## APPLY WHAT YOU READ
1 - List every percentage figure in the PPCM passage, with what each one refers to.
2 - Answer from the PPCM passage:
(a) What was the patient diagnosed with?
(b) What was the pulmonary oedema initially mistaken for?
(c) What highly suggests a cardiogenic cause of the oedema?

The differential diagnosis of PPCM is wide and is highly dependent on the clinical setting. While physiological dyspnoea is an extremely common phenomenon during normal pregnancy, affecting up to 60% of healthy women during exercise and 20% of women at rest,5 pregnant women are also more likely to suffer dyspnoea related to respiratory tract infections, as well as exacerbations in asthma patients, requiring medical intervention in 20% of cases and affecting neonatal outcome.6 Although the patient presented herein was diagnosed with pneumonia, lack of typical signs upon physical examination, as well as prominent signs of inflammation, such as fever or leucocytosis, should motivate the physician to search for another potential cause.

Radiological evidence of pulmonary oedema, which has been initially mistaken in this case to be pulmonary infiltrates, has been described as present in 0.08% of deliveries in some series.7 Pulmonary oedema from a non-cardiogenic cause may result from several reasons, including the low oncotic state of pregnancy, accompanied by hypoalbuminaemia,8 in response to certain triggers, such as systemic infections; acute respiratory distress syndrome should also be included in the differential diagnosis whether due to pre-eclampsia or infection, systemic or pulmonary.9 However, the lack of indicators of inflammation, as well as the lack of evidence of hypertension or proteinuria, precludes these diagnoses. Furthermore, the presence of ECG abnormalities highly suggests a cardiogenic cause of the oedema.

## RECORDS SHOWN
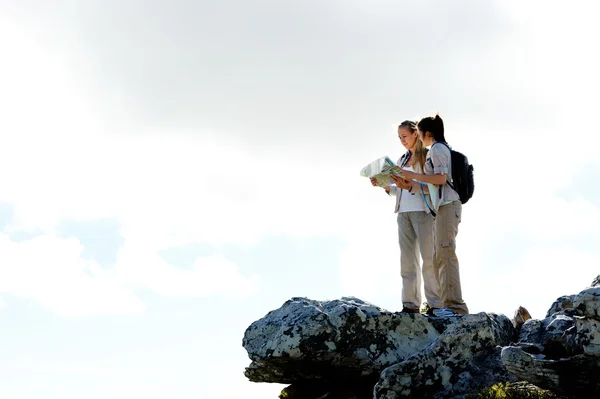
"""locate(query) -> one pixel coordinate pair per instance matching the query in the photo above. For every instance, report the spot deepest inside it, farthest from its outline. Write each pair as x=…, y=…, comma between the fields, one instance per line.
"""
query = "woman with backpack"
x=415, y=227
x=438, y=172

## SOLVED PROBLEMS
1 -
- 60%: healthy pregnant women who have physiological dyspnoea during exercise
- 20%: women who have physiological dyspnoea at rest
- 20%: asthma exacerbations in pregnancy that require medical intervention
- 0.08%: deliveries with radiological evidence of pulmonary oedema, in some series

2 -
(a) Pneumonia
(b) Pulmonary infiltrates
(c) The presence of ECG abnormalities